(課題構成):
A. クラッシュ症候群の解説文によると、クラッシュ症候群の別の呼び名は何ですか。
B. クラッシュ症候群の解説文のうち、「災害時、生還からの突然死」から「物質が発生し、壊死した部位に蓄積される。」までを、両端の語句も含めて正確に書き写してください。
C. クラッシュ症候群の解説文の続きを、最後の文の後から書いてください。

(抜粋本文):
+ + + + + + +

災害時、生還からの突然死
クラッシュ症候群とは
地震で倒壊した家屋のがれきなどに長時間手足を挟まれていた人が、無事に救出された後、突然亡くなるケースがある。「クラッシュ症候群」あるいは「挫滅症候群」と呼ばれ、素早い救出と治療が生死を分ける。川崎医科大学(岡山県倉敷市)の小浜啓次名誉教授にその実態を聞いた。
◇壊死から臓器不全に
クラッシュ症候群は手足、特に下肢の辺りが家具や柱、がれきなどの下敷きになり、長時間圧迫された後に、その圧迫から解放されて起こる。圧迫された部分の血流が止まって筋肉が壊死(えし)すると、カリウムやミオグロビンなど毒性の高い物質が発生し、壊死した部位に蓄積される。

+ + + + + + +

(データ一覧):
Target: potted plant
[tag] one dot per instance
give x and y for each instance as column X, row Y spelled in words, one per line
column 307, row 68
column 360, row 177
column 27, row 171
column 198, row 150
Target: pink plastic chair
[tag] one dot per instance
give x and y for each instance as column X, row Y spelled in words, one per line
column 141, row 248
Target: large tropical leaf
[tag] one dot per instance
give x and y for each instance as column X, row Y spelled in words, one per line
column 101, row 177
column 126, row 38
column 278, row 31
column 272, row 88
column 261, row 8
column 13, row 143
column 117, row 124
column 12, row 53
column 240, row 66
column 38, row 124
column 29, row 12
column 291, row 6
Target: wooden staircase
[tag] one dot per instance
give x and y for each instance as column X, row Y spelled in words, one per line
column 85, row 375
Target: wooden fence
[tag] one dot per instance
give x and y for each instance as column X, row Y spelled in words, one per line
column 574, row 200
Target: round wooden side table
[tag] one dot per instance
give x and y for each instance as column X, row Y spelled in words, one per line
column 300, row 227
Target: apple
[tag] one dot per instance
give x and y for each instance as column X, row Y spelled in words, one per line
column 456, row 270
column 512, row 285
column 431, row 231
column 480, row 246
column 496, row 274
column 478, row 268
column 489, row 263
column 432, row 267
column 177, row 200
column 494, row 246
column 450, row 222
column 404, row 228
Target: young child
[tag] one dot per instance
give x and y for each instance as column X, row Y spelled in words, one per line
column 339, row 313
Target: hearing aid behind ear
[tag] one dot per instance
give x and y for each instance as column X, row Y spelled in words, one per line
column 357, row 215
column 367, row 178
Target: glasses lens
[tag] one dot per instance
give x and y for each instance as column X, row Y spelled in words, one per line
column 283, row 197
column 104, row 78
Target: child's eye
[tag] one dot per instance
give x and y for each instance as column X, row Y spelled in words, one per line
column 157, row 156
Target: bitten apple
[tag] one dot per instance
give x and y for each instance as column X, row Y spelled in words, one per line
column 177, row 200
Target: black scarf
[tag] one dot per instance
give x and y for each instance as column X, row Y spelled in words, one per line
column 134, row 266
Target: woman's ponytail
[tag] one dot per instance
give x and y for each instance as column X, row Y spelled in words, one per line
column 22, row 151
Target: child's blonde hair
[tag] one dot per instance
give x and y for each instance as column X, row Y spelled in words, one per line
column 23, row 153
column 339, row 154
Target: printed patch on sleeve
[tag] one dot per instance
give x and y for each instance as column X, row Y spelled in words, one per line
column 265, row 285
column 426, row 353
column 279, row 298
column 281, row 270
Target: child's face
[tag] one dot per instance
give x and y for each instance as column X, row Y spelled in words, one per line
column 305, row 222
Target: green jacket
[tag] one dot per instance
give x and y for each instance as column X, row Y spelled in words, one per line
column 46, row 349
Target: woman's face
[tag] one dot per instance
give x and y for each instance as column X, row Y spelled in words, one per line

+ + + + + + +

(出力結果一覧):
A. 挫滅症候群

B.
災害時、生還からの突然死
クラッシュ症候群とは
地震で倒壊した家屋のがれきなどに長時間手足を挟まれていた人が、無事に救出された後、突然亡くなるケースがある。「クラッシュ症候群」あるいは「挫滅症候群」と呼ばれ、素早い救出と治療が生死を分ける。川崎医科大学(岡山県倉敷市)の小浜啓次名誉教授にその実態を聞いた。
◇壊死から臓器不全に
クラッシュ症候群は手足、特に下肢の辺りが家具や柱、がれきなどの下敷きになり、長時間圧迫された後に、その圧迫から解放されて起こる。圧迫された部分の血流が止まって筋肉が壊死(えし)すると、カリウムやミオグロビンなど毒性の高い物質が発生し、壊死した部位に蓄積される。

C.
圧迫から解放され、血流が回復すると、このカリウムやミオグロビンなどが血流に乗って全身を巡り、心臓や腎臓に機能不全を引き起こす。特に心臓は、血中のカリウムが高濃度になることで心停止を起こす。腎臓も、ミオグロビンにより腎障害や腎不全を来す。腎不全により尿が出なくなると、さらに血中のカリウム濃度が上昇し、心停止のリスクが高まる。
「軽症に見えても2時間以上挟まれていた場合は、救出後2時間以内に心不全を防ぐ治療を開始しなければ命に関わります。圧迫が広範囲で非常に強ければ短時間でも心停止に至ります」と小浜名誉教授は警鐘を鳴らす。